DOCUMENT SECTION >>

******************************

Anniversary of Terror: October 12 - Operation Octopus

By Abdoulaye W. Dukule

The Perspective

October 12, 2001

I was reminded this morning - as if anyone could ever forget - by a newsman that October 11 would mark the one-month anniversary of the terrorist attack on America. Memorial services will be held in New York and Washington for the victims.

As we Liberians join Americans in their prayer, sharing their grief and anger, we must remember our own trauma.

We too have an anniversary to remember. It was 9 years ago, on October 12, 1992, that master terrorists drugged children, some as young as 10 and 12, who had been abducted and trained over night to shoot AK-47 and launch them on the sleeping and peaceful people of Monrovia. It was October 12, 1992, that children, thousands of them, were sent by waves into Monrovia. They were told that Monrovia had fallen, that they could walk in and take everything they could find. They shot people at random in Gardnersville and Barnersville. They threw grenades in houses while people were asleep. They started to move people from their homes and sending them "behind the lines." Professor Cooper, from the University of Liberia was among them.

This anniversary reminds us also of the deception the Master of Terror is capable of. A couple months earlier, the IGNU had been informed that the NPFL was sending "sleepers" into Monrovia, especially around the Prince Johnson base. When former US President Carter came to Monrovia, Dr. Sawyer told him that there were indications that Mr. Taylor and Prince Johnson were preparing to launch an attack on the city. Mr. Carter went to Gbarnga. He was met like a king. The NPFL leader had tens of his Small Boy Units around them. For the occasion, they were dressed, cleaned and paraded during an old-fashioned Southern Baptist ceremony. Mr. Carter was told that these were all orphans rescued from villages. Of course, Mr. Carter bought the lie. When he returned to Monrovia, he said that IGNU was getting paranoid for no reason. He said Mr. Taylor was ready for peace. He sent a handwritten letter to all the heads of state of ECOWAS, saying that Mr. Taylor was ready for disarmament and prepared for elections, according to the Yamoussoukro Accords. Mr. Carter went on to ask ECOWAS in the same letter that in the spirit of peace and confidence building, ECOMOG should remove its heavy weaponry from Liberia. The former US president flew to Abidjan where he spoke to Houphouet-Boigny and then to Lagos to meet with Ibrahima Babaginda. IGNU was not satisfied and called the ECOMOG Field Commander General Ishaya Bakut and told him about the possibilities of an imminent attack. He said IGNU should stop worrying and being paranoid, adding that "Taylor" would never be that crazy. He thought he knew what was going behind the lines.

******************************

TASK TO COMPLETE >>
Answer these questions from the piece on the October 12 anniversary:
1. In which two places did the children shoot people at random?
2. Where did Mr. Carter go after Dr. Sawyer warned him of a possible attack?
3. Who was the ECOMOG Field Commander that IGNU called?
The material after the text isn't needed.

DATA PROVIDED >>
******************************

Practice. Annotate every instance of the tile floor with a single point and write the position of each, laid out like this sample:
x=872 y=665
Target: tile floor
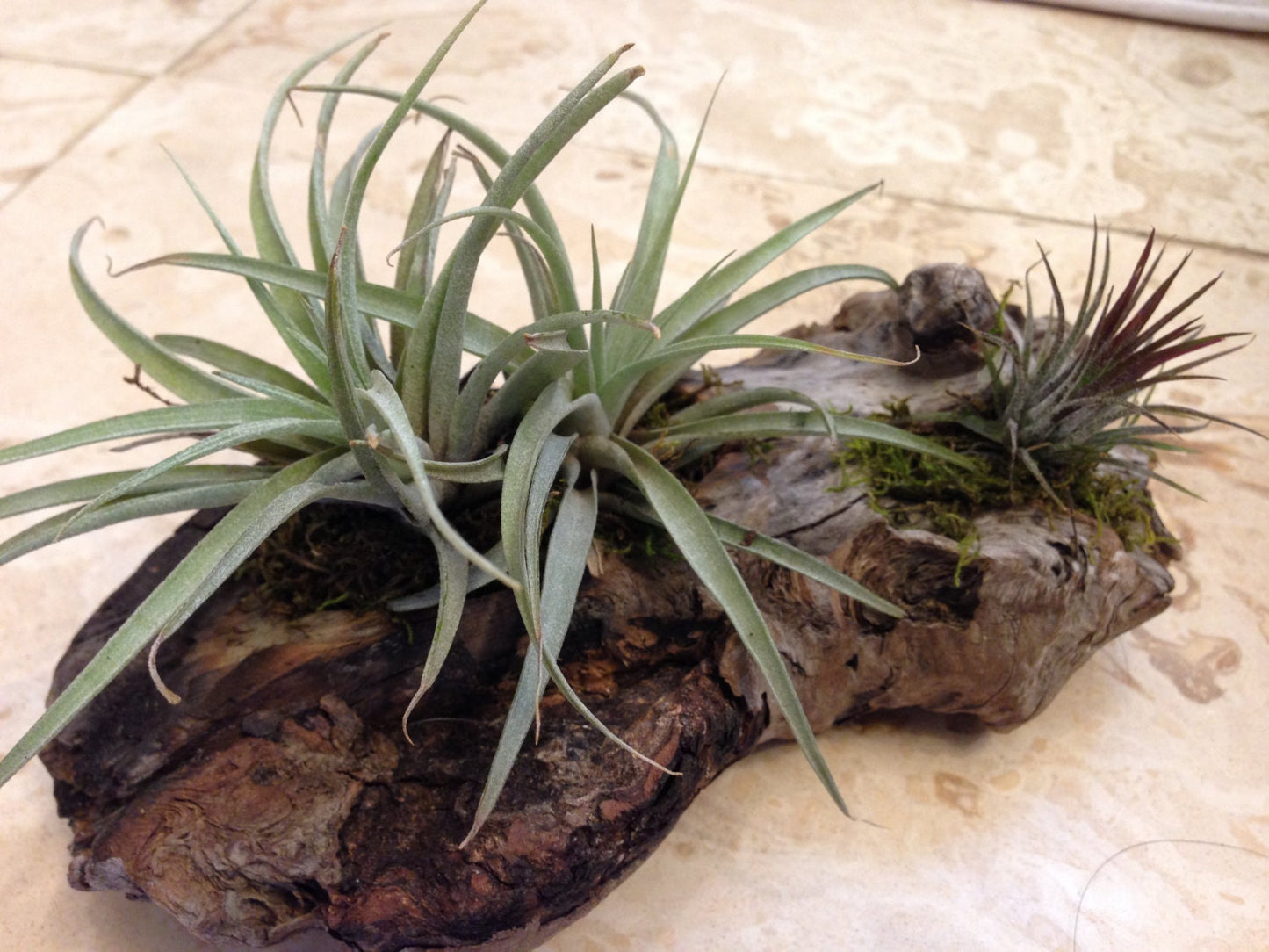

******************************

FINAL ANSWER >>
1. Gardnersville and Barnersville
2. Gbarnga
3. General Ishaya Bakut